### DIRECTIONS
Pick out every line of the items that contains the word "distant", and copy each of those lines.

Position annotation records
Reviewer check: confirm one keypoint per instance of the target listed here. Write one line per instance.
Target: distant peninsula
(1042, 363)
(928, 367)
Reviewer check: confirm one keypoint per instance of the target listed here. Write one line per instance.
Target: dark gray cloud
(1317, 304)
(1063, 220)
---
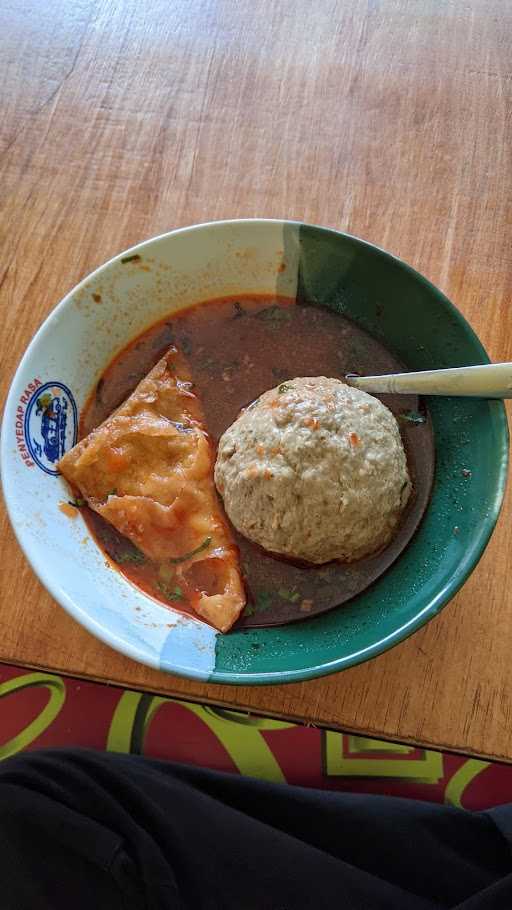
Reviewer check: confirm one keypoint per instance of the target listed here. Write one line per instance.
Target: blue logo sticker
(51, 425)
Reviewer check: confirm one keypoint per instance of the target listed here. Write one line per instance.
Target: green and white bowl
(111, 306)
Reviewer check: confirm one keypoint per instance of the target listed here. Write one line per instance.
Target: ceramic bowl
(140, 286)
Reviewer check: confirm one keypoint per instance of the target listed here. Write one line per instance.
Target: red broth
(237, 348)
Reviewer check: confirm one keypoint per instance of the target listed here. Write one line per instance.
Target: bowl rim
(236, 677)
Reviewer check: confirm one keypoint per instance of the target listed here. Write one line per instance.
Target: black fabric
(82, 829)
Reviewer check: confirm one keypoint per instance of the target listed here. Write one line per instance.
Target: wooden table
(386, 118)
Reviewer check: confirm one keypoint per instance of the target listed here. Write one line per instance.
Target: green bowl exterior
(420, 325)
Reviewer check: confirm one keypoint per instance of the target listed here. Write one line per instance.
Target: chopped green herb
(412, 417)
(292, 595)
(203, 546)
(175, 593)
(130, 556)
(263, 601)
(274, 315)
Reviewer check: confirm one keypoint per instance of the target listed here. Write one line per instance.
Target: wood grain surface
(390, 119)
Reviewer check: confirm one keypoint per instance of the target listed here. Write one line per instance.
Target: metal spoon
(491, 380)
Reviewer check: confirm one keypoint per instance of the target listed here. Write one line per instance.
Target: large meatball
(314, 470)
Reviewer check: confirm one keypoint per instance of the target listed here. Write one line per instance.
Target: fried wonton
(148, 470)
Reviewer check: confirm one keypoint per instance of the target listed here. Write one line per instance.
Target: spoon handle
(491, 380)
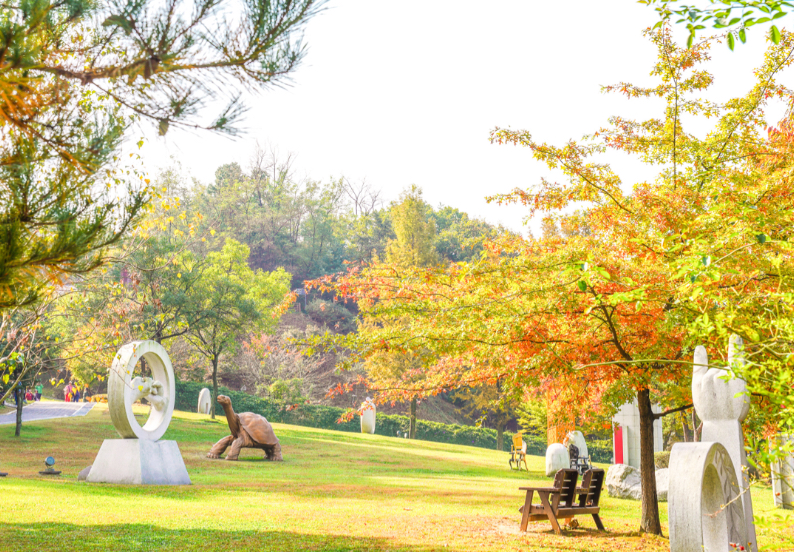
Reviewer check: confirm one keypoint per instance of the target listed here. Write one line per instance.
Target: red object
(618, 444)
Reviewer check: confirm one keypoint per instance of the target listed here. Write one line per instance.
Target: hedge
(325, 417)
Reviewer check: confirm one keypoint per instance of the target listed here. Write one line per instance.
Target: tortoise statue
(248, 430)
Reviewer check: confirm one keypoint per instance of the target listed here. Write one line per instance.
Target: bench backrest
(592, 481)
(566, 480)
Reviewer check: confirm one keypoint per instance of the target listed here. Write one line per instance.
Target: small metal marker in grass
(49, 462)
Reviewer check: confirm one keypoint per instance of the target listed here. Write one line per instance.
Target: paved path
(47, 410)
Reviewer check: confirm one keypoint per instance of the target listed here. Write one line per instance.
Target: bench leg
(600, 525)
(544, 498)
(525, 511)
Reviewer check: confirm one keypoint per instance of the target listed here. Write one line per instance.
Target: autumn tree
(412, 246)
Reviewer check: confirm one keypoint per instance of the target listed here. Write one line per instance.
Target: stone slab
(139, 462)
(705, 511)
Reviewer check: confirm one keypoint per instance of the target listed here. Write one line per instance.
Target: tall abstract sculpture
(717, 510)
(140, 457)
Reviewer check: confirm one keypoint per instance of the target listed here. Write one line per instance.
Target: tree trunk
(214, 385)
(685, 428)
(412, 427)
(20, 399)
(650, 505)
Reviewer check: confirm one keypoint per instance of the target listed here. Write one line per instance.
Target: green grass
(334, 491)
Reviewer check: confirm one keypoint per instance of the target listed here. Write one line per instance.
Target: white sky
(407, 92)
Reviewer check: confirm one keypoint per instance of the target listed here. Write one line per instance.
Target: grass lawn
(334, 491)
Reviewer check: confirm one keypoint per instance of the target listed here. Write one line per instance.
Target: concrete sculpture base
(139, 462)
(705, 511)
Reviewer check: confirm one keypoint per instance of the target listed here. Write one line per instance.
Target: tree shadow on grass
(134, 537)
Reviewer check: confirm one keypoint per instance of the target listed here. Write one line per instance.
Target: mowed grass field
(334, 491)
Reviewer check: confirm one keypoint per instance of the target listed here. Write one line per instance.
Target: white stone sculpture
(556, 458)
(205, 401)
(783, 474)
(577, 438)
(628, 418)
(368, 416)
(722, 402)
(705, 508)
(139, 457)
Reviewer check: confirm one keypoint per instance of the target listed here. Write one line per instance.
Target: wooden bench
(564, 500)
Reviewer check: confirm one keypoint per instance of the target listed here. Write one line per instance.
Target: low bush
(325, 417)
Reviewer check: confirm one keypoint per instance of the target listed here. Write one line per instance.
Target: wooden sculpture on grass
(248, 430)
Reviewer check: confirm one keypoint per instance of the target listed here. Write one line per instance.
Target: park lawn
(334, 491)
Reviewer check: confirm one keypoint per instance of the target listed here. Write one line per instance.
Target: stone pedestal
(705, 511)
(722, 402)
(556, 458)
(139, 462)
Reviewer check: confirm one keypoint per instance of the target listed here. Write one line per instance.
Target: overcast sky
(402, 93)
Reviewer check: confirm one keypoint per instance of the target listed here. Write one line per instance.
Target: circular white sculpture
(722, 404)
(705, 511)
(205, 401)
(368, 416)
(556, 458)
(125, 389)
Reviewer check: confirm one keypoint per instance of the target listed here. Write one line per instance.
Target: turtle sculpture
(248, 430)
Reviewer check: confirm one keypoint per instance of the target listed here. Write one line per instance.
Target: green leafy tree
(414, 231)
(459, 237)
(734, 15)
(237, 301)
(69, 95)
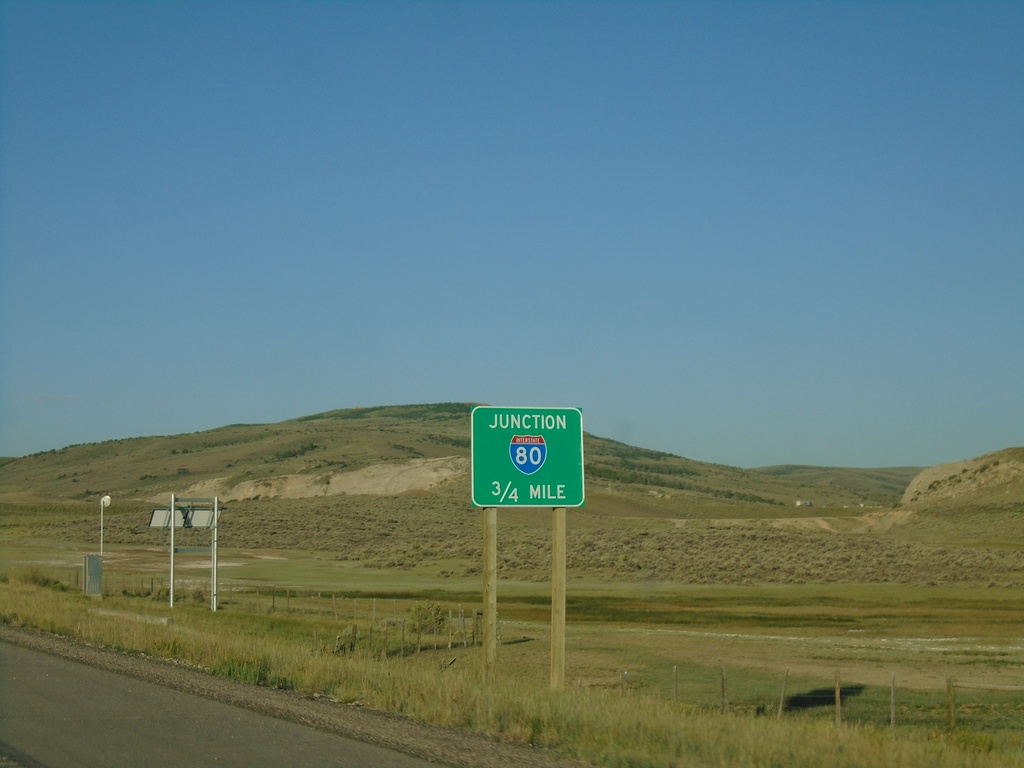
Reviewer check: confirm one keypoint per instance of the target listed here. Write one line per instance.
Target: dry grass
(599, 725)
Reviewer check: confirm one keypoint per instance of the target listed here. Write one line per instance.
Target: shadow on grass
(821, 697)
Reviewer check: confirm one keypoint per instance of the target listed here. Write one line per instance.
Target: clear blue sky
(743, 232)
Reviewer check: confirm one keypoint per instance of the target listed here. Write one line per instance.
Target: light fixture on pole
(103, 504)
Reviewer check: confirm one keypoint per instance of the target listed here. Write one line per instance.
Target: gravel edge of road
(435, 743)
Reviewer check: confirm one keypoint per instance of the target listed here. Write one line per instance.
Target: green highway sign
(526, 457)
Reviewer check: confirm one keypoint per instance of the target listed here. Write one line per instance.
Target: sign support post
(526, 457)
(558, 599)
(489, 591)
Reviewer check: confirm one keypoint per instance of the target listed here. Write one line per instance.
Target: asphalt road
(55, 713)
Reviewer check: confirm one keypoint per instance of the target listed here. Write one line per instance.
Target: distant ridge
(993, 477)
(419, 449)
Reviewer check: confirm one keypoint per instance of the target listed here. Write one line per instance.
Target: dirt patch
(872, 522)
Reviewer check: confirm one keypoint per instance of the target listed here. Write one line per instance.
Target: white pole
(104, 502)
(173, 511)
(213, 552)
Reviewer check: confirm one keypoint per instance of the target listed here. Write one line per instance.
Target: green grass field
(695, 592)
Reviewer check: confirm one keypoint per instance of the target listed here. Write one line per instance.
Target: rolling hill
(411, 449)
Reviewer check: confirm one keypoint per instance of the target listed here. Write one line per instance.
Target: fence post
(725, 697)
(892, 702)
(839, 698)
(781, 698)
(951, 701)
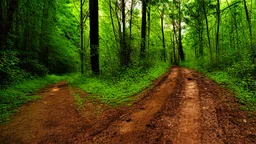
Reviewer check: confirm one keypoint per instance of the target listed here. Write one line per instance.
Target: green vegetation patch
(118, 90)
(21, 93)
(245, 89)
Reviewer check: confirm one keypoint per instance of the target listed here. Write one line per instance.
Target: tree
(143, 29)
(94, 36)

### TASK RESULT
Target: distant peninsula
Target: distant ridge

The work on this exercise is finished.